■ Work instruction ■
Count, in the data that follows, every line with the string "desk", and give that count as the whole reply.
[[ Data provided, beginning ]]
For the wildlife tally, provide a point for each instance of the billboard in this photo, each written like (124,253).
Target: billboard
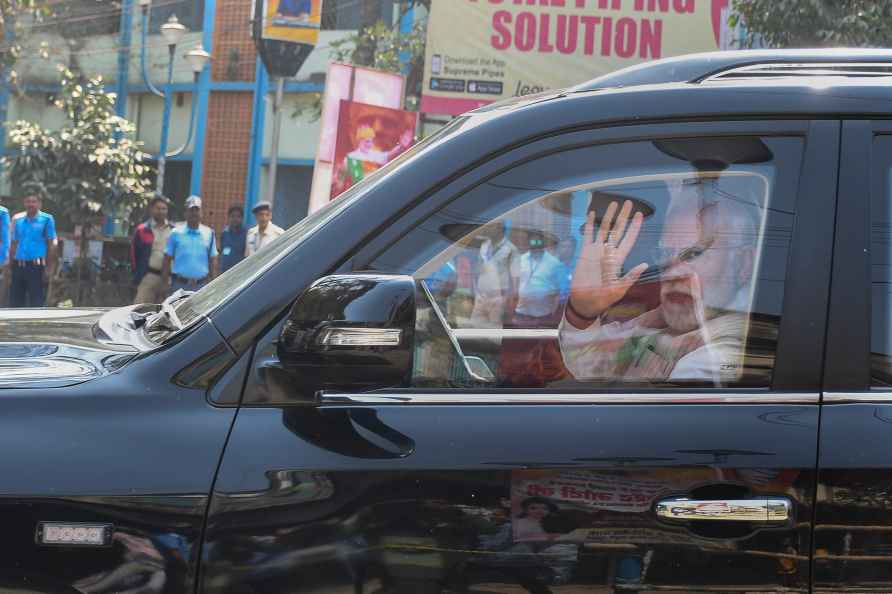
(368,137)
(509,49)
(351,83)
(297,21)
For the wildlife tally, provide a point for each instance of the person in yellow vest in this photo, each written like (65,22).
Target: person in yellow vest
(264,232)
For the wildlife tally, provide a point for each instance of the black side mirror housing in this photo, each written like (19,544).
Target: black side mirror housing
(350,332)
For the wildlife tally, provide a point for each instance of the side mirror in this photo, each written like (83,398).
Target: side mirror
(351,332)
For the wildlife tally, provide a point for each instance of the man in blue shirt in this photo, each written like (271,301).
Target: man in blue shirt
(190,258)
(33,254)
(232,240)
(4,235)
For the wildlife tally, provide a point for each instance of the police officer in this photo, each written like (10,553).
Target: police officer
(147,253)
(261,234)
(190,258)
(232,240)
(33,254)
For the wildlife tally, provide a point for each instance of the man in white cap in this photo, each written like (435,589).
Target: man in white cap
(190,258)
(264,232)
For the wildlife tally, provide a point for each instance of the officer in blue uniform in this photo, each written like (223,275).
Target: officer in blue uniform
(33,254)
(190,258)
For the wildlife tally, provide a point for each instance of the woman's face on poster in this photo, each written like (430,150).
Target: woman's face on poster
(537,511)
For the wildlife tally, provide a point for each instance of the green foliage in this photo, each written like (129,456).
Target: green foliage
(815,23)
(92,165)
(12,15)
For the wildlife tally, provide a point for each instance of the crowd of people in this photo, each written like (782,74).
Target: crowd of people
(167,257)
(164,256)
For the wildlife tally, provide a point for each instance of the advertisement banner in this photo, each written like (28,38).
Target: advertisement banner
(510,48)
(297,21)
(368,138)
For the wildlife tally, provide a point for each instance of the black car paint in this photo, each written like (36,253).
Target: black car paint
(138,444)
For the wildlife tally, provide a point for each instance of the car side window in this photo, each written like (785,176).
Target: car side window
(881,267)
(637,264)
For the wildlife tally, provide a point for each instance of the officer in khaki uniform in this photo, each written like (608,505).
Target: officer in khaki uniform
(147,253)
(261,234)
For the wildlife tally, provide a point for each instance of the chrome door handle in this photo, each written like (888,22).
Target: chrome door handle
(761,509)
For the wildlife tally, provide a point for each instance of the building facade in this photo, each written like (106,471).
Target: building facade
(226,159)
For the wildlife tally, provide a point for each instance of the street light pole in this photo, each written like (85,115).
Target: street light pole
(277,131)
(165,123)
(172,31)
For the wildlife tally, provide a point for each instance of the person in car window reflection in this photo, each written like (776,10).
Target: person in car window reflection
(541,278)
(497,278)
(698,330)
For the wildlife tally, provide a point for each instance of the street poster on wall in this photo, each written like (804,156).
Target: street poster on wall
(510,49)
(368,137)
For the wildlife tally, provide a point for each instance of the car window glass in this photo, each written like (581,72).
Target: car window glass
(881,267)
(530,298)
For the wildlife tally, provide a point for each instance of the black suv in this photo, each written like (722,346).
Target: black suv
(633,335)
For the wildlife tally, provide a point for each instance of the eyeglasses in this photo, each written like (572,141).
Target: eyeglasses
(667,256)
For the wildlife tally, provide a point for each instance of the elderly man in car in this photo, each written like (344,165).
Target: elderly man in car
(698,331)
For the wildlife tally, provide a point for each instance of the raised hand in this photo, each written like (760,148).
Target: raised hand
(597,283)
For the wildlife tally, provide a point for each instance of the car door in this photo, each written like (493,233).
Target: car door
(669,444)
(853,526)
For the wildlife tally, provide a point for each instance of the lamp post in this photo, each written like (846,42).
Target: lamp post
(172,31)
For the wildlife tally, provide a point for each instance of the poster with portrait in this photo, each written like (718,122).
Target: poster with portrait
(297,21)
(368,138)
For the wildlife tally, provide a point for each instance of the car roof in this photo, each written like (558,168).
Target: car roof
(717,85)
(696,68)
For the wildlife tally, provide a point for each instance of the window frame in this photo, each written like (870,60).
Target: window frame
(847,367)
(805,298)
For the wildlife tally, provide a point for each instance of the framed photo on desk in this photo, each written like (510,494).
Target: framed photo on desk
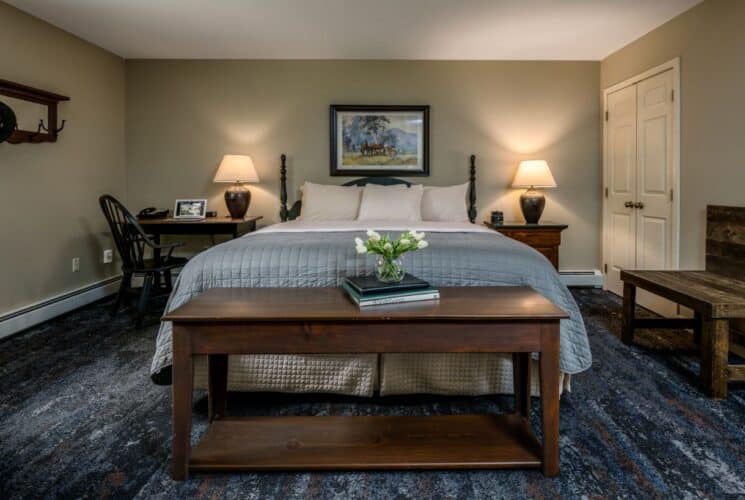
[[ Data provided, end ]]
■ Task answer ■
2